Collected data
----

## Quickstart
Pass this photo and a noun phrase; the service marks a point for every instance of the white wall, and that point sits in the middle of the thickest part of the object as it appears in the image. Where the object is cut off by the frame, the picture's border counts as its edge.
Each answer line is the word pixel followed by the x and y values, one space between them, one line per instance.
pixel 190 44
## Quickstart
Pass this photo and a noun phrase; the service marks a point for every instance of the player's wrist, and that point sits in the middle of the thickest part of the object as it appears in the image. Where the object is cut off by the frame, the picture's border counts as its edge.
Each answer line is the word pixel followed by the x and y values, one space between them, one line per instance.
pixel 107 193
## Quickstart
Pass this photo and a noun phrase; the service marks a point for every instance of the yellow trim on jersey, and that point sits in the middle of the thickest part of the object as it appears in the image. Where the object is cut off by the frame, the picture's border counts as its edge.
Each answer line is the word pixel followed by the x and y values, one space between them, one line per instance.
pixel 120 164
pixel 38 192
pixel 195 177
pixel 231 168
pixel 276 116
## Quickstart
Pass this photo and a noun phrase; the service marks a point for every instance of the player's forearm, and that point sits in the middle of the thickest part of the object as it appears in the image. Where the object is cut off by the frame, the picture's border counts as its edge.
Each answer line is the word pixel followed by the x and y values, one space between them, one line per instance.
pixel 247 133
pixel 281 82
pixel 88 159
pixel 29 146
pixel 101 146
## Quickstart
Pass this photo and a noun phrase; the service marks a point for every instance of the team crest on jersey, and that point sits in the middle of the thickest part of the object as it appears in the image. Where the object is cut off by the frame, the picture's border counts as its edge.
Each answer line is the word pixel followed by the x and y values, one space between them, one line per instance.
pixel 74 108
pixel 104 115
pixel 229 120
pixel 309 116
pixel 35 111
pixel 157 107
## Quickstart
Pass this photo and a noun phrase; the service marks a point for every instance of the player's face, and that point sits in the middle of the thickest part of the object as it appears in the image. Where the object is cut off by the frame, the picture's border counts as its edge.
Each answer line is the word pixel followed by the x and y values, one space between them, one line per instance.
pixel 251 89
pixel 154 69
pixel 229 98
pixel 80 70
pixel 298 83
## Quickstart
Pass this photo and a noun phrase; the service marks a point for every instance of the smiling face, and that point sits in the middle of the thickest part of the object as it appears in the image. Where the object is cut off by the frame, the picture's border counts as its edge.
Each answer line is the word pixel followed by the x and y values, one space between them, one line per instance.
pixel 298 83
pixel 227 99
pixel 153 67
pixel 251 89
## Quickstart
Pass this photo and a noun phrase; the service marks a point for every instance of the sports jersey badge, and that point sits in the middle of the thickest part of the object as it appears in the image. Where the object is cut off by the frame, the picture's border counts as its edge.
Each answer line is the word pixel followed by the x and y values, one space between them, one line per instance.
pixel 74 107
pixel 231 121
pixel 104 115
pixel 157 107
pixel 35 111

----

_EXERCISE DIRECTIONS_
Retrieve all lines from the data that contain the string "player".

_RESPONSE TO THE EXERCISE_
Pass this photo and a noun phrase; the service marks a point for every instance of the player's wrist, and that point sits in the middle of the thickest part of the object as it appears in the image. Where the object is cut off by the frame, the picture's border counts as its edge.
Pass this photo and a noun phrase; the service marks a point for every instance of the player's forearm, and that point sits in the middle of the thickest part of the object as it appears in the image. Where the object is cut off by the frame, the picture's border counts as its edge.
Pass this photo and a noun phrase; the service marks a point for every instance of the player's face, and that point sits in the middle of the thickest part of the object as it appears in the image. Where the object is cut off by the frame, the picture's border counts as its edge.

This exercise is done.